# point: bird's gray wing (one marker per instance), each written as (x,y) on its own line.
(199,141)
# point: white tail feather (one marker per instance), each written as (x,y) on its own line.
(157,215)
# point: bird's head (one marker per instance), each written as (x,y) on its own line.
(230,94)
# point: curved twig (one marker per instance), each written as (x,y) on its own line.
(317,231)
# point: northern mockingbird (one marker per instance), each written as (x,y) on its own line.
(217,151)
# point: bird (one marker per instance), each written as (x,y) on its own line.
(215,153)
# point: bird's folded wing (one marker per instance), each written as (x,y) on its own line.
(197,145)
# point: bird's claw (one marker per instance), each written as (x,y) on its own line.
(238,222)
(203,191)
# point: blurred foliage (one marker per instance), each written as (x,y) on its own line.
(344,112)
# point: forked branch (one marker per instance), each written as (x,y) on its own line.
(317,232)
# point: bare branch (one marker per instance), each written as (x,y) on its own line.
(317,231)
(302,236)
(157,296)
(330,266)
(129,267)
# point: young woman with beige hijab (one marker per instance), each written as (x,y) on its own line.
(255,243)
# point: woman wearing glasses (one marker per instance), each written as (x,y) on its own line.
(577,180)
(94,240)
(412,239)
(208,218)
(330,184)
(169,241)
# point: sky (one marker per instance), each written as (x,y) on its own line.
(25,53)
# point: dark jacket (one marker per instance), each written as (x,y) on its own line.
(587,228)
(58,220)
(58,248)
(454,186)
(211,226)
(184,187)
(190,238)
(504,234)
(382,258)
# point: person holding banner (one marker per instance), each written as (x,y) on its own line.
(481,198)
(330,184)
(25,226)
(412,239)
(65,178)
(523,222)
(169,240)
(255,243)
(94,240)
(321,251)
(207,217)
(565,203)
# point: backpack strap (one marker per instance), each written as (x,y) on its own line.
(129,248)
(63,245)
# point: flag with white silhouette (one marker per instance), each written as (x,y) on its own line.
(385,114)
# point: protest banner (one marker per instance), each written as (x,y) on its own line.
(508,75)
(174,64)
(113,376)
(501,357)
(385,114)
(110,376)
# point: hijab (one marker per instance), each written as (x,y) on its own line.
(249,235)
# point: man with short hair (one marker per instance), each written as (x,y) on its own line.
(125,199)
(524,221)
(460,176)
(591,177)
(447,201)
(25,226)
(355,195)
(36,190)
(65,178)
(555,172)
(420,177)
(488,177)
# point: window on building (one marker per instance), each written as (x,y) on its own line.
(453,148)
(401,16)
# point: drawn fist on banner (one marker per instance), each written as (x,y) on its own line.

__Written task__:
Rewrite all the lines in the entries above as one numbered list, leaving out any blank lines.

__Written response__:
1. # point: bird's gray wing (one marker per instance), each written as (x,y) on its own line.
2. (199,141)
3. # point: white tail feather (one marker per instance), each written as (x,y) on its own line.
4. (157,215)
5. # point: bird's head (one marker per instance), each written as (x,y) on its own line.
6. (230,94)
7. # point: curved twig (one marker per instance), each written as (x,y) on its own line.
8. (317,231)
9. # point: northern mockingbird (one marker per instance), each written as (x,y) on its own line.
10. (217,151)
11. # point: bird (one marker per instance), each written as (x,y) on its own line.
12. (215,153)
13. # point: bird's folded wing (one marker per instance), each written as (x,y) on its own line.
14. (197,145)
15. # point: bird's claw (one marker per instance), each written as (x,y) on its own line.
16. (238,222)
17. (203,191)
18. # point: blurred foliage (one marker per instance), each written as (x,y) on its own line.
19. (344,112)
20. # point: forked branch (one marker per instance), each written as (x,y) on its own line.
21. (317,232)
22. # point: bare branch (one marker per instance), each written as (x,y) on its own line.
23. (317,231)
24. (302,236)
25. (157,296)
26. (330,266)
27. (129,267)
28. # point: young woman with beige hijab (one marker per instance), each written as (x,y) on its own line.
29. (255,243)
30. # point: woman wearing glasses (one marker per instance), each written as (x,y) on its own line.
31. (577,180)
32. (94,240)
33. (412,239)
34. (208,218)
35. (330,184)
36. (169,241)
37. # point: sky (one marker per instance), each written as (x,y) on its own line.
38. (25,53)
39. # point: dark jacket (one marker per instance), each written as (x,y) on its own line.
40. (587,228)
41. (58,220)
42. (58,248)
43. (454,186)
44. (211,226)
45. (184,187)
46. (190,238)
47. (504,234)
48. (382,258)
49. # point: person holding banner (one marker per instance), each written as (x,y) on its own line.
50. (481,198)
51. (330,184)
52. (25,226)
53. (412,239)
54. (65,178)
55. (523,222)
56. (169,240)
57. (255,243)
58. (94,240)
59. (321,251)
60. (207,217)
61. (565,203)
62. # point: backpack strap (one marker per instance), each written as (x,y) on its own line.
63. (129,248)
64. (63,245)
65. # point: flag with white silhouette (one marker per instance), each written as (x,y) on its own line.
66. (385,114)
67. # point: protest banner (one marker per instance), each written as (x,y) on its own line.
68. (508,75)
69. (174,64)
70. (113,376)
71. (501,357)
72. (385,114)
73. (110,376)
74. # point: hijab (one marker per instance), each written as (x,y) on its own line.
75. (249,235)
76. # point: man with short hair (one marker per instance), each written as (x,y) on its own line.
77. (125,199)
78. (524,221)
79. (460,176)
80. (591,177)
81. (447,201)
82. (25,226)
83. (355,195)
84. (36,190)
85. (65,178)
86. (555,172)
87. (420,177)
88. (488,177)
89. # point: window on building (one marker per instance), each written as (x,y) on its own line.
90. (453,148)
91. (401,16)
92. # point: drawn fist on banner (one marker per instance), each written as (x,y) on its own line.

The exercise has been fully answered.